### About this task
The records below need to be printed in full. Keep each one exact.

### Recorded data

##########

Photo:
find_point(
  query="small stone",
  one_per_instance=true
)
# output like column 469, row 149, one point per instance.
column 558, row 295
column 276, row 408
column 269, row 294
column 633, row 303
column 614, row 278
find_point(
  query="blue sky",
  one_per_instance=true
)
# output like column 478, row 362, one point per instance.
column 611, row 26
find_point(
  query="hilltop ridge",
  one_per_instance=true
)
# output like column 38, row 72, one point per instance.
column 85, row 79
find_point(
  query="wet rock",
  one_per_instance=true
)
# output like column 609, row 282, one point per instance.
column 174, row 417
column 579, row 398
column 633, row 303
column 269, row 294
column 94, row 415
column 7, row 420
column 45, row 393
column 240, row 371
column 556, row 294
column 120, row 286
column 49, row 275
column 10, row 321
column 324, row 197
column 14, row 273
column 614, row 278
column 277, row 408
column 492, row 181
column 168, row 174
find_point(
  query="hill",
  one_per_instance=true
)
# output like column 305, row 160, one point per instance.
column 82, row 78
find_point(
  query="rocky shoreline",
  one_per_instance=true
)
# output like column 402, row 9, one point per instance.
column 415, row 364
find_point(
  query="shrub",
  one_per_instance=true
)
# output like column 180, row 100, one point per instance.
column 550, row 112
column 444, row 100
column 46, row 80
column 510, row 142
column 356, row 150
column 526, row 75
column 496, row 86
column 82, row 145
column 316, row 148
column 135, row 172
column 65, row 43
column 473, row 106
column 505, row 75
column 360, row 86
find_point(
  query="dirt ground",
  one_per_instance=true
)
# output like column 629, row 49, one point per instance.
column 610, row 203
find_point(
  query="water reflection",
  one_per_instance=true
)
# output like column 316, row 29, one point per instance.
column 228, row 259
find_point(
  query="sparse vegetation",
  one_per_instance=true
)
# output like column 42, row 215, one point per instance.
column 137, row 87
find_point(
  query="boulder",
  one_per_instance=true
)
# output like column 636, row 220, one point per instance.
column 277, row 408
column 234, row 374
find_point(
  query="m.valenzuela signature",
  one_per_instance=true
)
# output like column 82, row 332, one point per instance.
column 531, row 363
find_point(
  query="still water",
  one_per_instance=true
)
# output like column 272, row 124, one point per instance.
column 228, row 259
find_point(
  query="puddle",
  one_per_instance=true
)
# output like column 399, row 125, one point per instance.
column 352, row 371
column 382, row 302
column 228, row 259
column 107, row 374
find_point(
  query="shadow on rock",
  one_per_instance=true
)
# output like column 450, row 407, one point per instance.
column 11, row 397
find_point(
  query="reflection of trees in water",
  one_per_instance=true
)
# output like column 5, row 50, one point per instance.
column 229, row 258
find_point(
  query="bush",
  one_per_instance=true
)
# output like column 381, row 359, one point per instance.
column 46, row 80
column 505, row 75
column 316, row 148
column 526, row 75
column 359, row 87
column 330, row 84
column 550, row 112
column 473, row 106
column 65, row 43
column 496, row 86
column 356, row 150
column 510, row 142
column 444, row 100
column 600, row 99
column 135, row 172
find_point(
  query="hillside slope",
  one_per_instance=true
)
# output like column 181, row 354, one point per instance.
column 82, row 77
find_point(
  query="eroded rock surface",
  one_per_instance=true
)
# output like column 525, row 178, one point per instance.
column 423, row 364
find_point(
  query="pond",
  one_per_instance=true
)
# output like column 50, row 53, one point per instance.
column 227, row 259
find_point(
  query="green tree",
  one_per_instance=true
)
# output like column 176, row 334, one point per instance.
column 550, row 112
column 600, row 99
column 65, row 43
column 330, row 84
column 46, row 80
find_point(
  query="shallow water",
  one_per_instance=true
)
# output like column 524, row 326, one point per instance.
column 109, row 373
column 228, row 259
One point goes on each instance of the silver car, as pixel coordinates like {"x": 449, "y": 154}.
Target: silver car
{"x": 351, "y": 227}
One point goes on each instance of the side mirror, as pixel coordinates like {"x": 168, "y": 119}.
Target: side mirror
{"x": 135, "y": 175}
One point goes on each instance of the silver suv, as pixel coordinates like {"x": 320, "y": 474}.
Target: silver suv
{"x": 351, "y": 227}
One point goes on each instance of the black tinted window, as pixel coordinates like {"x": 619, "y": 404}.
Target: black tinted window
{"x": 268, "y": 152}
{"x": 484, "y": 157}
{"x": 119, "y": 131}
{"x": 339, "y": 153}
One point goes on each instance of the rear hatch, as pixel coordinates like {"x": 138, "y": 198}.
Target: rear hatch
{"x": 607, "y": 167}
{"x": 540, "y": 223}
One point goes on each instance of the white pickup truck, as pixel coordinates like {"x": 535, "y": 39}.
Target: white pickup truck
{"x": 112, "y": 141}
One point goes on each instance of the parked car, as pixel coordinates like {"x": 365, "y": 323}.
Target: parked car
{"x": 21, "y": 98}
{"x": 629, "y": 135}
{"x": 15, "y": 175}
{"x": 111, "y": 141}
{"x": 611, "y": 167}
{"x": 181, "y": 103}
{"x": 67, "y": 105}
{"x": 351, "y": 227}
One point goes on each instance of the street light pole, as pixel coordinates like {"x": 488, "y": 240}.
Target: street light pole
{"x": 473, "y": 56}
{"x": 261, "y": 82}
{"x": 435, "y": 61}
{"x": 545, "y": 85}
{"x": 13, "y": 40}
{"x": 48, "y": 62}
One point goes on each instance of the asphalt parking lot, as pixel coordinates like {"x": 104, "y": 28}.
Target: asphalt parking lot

##########

### Exercise output
Photo:
find_point(
  query="small stone",
  one_per_instance=true
)
# output like column 469, row 149, one point per instance.
column 558, row 295
column 276, row 408
column 269, row 294
column 633, row 303
column 614, row 278
find_point(
  query="blue sky",
  one_per_instance=true
)
# output like column 478, row 362, one point per instance.
column 611, row 26
find_point(
  query="hilltop ridge",
  one_per_instance=true
)
# output like column 38, row 72, one point per instance.
column 85, row 79
find_point(
  query="wet rock",
  one_per_instance=true
)
# output like column 609, row 282, one point per instance.
column 174, row 417
column 579, row 398
column 633, row 303
column 269, row 294
column 94, row 415
column 7, row 420
column 45, row 393
column 240, row 371
column 556, row 294
column 120, row 286
column 49, row 275
column 10, row 321
column 324, row 197
column 14, row 273
column 614, row 278
column 277, row 408
column 492, row 181
column 168, row 174
find_point(
  query="hill",
  one_per_instance=true
)
# output like column 305, row 160, one point per instance.
column 82, row 78
find_point(
  query="rocky shoreline",
  one_per_instance=true
)
# output like column 402, row 9, one point per instance.
column 415, row 364
find_point(
  query="shrub",
  one_per_instance=true
)
# output like column 180, row 100, one point per instance.
column 550, row 112
column 444, row 100
column 46, row 80
column 510, row 142
column 356, row 150
column 526, row 75
column 496, row 86
column 82, row 145
column 316, row 148
column 135, row 172
column 65, row 43
column 473, row 106
column 505, row 75
column 360, row 86
find_point(
  query="dirt ground",
  one_per_instance=true
)
# output like column 629, row 49, one point per instance.
column 610, row 203
find_point(
  query="water reflection",
  one_per_instance=true
)
# output like column 316, row 29, one point per instance.
column 228, row 259
find_point(
  query="sparse vegetation",
  one_per_instance=true
)
# output like column 42, row 215, one point per instance.
column 137, row 87
find_point(
  query="boulder",
  one_per_instance=true
)
# output like column 636, row 220, one point per instance.
column 277, row 408
column 234, row 374
find_point(
  query="m.valenzuela signature",
  one_per_instance=true
)
# output like column 82, row 332, one point per instance.
column 531, row 363
find_point(
  query="still water",
  one_per_instance=true
)
# output like column 272, row 124, one point per instance.
column 228, row 259
find_point(
  query="puddle",
  one_per_instance=true
)
# output like column 399, row 125, one point per instance.
column 352, row 371
column 382, row 302
column 228, row 259
column 107, row 374
find_point(
  query="shadow on rock",
  one_per_instance=true
)
# output like column 450, row 407, one point per instance.
column 11, row 397
find_point(
  query="reflection of trees in water",
  one_per_instance=true
)
# output like column 5, row 50, one point per instance.
column 229, row 258
find_point(
  query="bush",
  one_per_instance=true
)
# output like column 381, row 359, one point per instance.
column 46, row 80
column 505, row 75
column 316, row 148
column 526, row 75
column 359, row 87
column 330, row 84
column 550, row 112
column 473, row 106
column 65, row 43
column 496, row 86
column 356, row 150
column 510, row 142
column 444, row 100
column 600, row 99
column 135, row 172
find_point(
  query="hillside slope",
  one_per_instance=true
)
# output like column 181, row 354, one point per instance.
column 82, row 77
find_point(
  query="eroded rock surface",
  one_per_instance=true
)
# output like column 525, row 178, one point per instance.
column 423, row 364
find_point(
  query="pond",
  one_per_instance=true
)
# output like column 50, row 53, one point per instance.
column 227, row 259
find_point(
  query="green tree",
  one_per_instance=true
)
# output like column 176, row 334, one point per instance.
column 550, row 112
column 600, row 99
column 65, row 43
column 330, row 84
column 46, row 80
find_point(
  query="shallow water",
  one_per_instance=true
)
# output like column 524, row 326, one point per instance.
column 109, row 373
column 228, row 259
One point goes on each instance of the silver car, as pixel coordinates like {"x": 449, "y": 154}.
Target: silver car
{"x": 351, "y": 227}
One point goes on each instance of the side mirror, as pixel coordinates like {"x": 168, "y": 119}.
Target: side mirror
{"x": 135, "y": 175}
One point goes on each instance of the silver suv, as pixel coordinates like {"x": 320, "y": 474}.
Target: silver suv
{"x": 351, "y": 227}
One point goes on each instance of the black tinted window, as pixel coordinates like {"x": 619, "y": 404}.
Target: black tinted window
{"x": 268, "y": 152}
{"x": 484, "y": 157}
{"x": 119, "y": 131}
{"x": 339, "y": 153}
One point goes on each instance of the rear hatch, as pixel coordinates like {"x": 138, "y": 198}.
Target: rear hatch
{"x": 607, "y": 167}
{"x": 540, "y": 223}
One point goes on each instance of the white pickup truck, as pixel coordinates like {"x": 535, "y": 39}.
Target: white pickup truck
{"x": 112, "y": 141}
One point goes on each instance of the parked car, as pixel coordinates like {"x": 365, "y": 323}.
Target: parked car
{"x": 21, "y": 98}
{"x": 629, "y": 135}
{"x": 15, "y": 175}
{"x": 111, "y": 141}
{"x": 611, "y": 167}
{"x": 181, "y": 103}
{"x": 67, "y": 105}
{"x": 351, "y": 227}
One point goes on each instance of the street light pole, as pixel coordinates like {"x": 488, "y": 240}.
Target: street light pole
{"x": 473, "y": 56}
{"x": 261, "y": 82}
{"x": 435, "y": 61}
{"x": 545, "y": 85}
{"x": 13, "y": 40}
{"x": 48, "y": 62}
One point goes on each instance of the asphalt parking lot, as pixel coordinates like {"x": 104, "y": 28}.
Target: asphalt parking lot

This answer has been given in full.